--- EXCERPTED TEXT Enclosed Below ---

She leans in when speaking, making direct eye contact, and has a polished disposition that belies her age. At 26, she doesn’t seem like someone who, only a few years ago, was plagued by bitterness over a traumatic bullying incident when she was a senior at Stamford High School.

But that, Owens said, is the course her life took. In 2007, she accused a classmate of leaving threatening voicemails threatening to kill her and spewing graphic racist epithets.

The boy who was ultimately charged in the case was in a car with several other kids — including the then-14-year-old son of then-mayor, now Gov. Dannel Malloy (DEMOCRAT). The role of Malloy’s son was never clear, but his simple presence made the story go viral.

Up until the phone incident, Owens said, her high school career was uneventful. She ran track, participated in cheerleading and socialized with friends.

One night her cell phone rang. “I kept getting calls,” she said, but they were from a blocked number, and she ignored them. She listened to the messages later that night and heard a barrage of vitriol.

--- End of Enclosed EXCERPTED TEXT ---
--- DATA Enclosed Below ---

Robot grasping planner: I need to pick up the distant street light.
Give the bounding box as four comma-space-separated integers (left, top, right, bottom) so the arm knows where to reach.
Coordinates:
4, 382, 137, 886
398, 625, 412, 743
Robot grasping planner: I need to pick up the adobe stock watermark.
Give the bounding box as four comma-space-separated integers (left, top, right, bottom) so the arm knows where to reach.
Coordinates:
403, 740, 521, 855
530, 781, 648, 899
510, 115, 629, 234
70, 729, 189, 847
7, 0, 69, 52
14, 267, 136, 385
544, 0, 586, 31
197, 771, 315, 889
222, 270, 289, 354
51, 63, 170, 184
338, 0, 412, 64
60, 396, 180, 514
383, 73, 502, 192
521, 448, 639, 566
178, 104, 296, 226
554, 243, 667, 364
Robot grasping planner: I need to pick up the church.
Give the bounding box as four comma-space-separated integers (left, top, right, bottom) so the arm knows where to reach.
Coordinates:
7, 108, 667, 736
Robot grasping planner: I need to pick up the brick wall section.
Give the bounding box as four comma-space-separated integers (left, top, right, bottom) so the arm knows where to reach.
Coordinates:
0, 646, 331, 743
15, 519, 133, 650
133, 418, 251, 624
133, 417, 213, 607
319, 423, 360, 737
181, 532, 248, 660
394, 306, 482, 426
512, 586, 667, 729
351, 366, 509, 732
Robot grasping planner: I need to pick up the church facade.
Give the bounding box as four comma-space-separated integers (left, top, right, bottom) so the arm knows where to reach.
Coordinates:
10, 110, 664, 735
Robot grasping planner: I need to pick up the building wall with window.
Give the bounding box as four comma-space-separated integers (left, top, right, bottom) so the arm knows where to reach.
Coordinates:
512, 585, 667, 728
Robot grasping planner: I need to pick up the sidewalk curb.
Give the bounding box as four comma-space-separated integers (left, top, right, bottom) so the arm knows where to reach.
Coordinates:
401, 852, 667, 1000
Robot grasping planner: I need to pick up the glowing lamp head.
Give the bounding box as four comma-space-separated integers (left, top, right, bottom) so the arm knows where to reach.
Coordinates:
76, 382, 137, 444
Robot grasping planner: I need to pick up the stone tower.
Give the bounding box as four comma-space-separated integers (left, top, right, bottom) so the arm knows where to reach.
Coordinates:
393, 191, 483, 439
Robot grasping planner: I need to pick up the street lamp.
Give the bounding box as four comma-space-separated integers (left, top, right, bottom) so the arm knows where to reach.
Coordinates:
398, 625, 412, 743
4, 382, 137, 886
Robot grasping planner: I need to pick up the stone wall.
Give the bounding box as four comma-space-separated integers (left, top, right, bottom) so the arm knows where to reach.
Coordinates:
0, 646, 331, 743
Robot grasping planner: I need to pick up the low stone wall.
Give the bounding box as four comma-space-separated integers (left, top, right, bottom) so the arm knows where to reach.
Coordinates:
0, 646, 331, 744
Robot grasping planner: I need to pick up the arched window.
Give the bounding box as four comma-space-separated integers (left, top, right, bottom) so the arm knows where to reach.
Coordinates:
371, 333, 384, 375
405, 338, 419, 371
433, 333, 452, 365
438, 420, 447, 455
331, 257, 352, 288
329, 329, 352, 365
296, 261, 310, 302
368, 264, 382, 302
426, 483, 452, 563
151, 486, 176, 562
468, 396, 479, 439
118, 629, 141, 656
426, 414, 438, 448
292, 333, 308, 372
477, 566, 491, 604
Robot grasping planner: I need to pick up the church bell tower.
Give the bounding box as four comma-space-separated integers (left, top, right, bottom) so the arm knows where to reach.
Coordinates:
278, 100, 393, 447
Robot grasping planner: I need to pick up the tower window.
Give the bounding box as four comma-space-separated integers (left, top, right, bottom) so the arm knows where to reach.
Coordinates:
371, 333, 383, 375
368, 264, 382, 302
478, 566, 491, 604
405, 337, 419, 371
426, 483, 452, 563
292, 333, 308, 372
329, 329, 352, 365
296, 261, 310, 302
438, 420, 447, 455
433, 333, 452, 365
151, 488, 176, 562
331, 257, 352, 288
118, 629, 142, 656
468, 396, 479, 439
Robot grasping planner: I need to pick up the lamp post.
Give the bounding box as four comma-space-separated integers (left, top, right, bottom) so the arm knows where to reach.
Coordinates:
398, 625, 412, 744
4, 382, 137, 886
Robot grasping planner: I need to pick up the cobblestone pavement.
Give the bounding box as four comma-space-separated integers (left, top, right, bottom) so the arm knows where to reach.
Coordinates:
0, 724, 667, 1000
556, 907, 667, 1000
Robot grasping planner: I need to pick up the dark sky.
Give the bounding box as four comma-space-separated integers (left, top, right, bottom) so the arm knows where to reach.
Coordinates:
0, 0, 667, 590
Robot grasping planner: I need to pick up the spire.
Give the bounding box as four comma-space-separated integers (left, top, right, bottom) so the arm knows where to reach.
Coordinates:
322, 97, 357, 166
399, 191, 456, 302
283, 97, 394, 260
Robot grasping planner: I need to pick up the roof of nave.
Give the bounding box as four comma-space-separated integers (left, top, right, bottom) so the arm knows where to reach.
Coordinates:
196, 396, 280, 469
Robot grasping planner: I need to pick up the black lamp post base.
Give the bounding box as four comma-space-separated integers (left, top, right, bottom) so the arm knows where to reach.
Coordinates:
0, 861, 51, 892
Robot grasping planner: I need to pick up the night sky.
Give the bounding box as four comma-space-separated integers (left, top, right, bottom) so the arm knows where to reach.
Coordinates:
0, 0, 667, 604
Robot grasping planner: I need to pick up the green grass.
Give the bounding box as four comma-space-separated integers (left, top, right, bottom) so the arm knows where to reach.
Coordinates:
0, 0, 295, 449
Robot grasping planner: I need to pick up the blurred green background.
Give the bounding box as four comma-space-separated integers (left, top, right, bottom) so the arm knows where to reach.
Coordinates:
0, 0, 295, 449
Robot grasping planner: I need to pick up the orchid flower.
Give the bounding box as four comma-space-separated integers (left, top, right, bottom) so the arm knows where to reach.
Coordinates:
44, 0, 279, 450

--- End of Enclosed DATA ---

- **QUESTIONS**:
1. From the passage about Owens, copy the text starting at "She leans in" and ending at "socialized with friends.".
2. Answer these questions using the passage about Owens:
(a) How old is Owens?
(b) In what year did she accuse a classmate of leaving threatening voicemails?
(c) Which two sports or activities did she take part in during high school, besides socializing with friends?
3. Proceed with the passage about Owens, picking up from where it stops.

- **EXPECTED OUTPUTS**:
1.
She leans in when speaking, making direct eye contact, and has a polished disposition that belies her age. At 26, she doesn’t seem like someone who, only a few years ago, was plagued by bitterness over a traumatic bullying incident when she was a senior at Stamford High School.

But that, Owens said, is the course her life took. In 2007, she accused a classmate of leaving threatening voicemails threatening to kill her and spewing graphic racist epithets.

The boy who was ultimately charged in the case was in a car with several other kids — including the then-14-year-old son of then-mayor, now Gov. Dannel Malloy (DEMOCRAT). The role of Malloy’s son was never clear, but his simple presence made the story go viral.

Up until the phone incident, Owens said, her high school career was uneventful. She ran track, participated in cheerleading and socialized with friends.

2.
(a) 26
(b) 2007
(c) Track and cheerleading

3.
“You better not (expletive) be there, because you might get a bullet in the back of your (expletive) head,” proclaimed one message. In another one, the caller announces he’s going to kill Owens because “you’re (expletive) poor and you’re black, OK?”

Said another: “Martin Luther King had a dream. Look at that n—-, he’s dead.”

The calls were terrifying, Owens said, but looking back they also seem really juvenile.

“The kids were largely stupid and really mean,” she said. “They probably just used everything they could think of that would hurt a black person. It’s like they went through their entire social studies curriculum.”

Owens’ family sued the Stamford Board of Education in federal court, claiming the city didn’t protect her rights. Eventually, the board paid $37,500 to settle the case.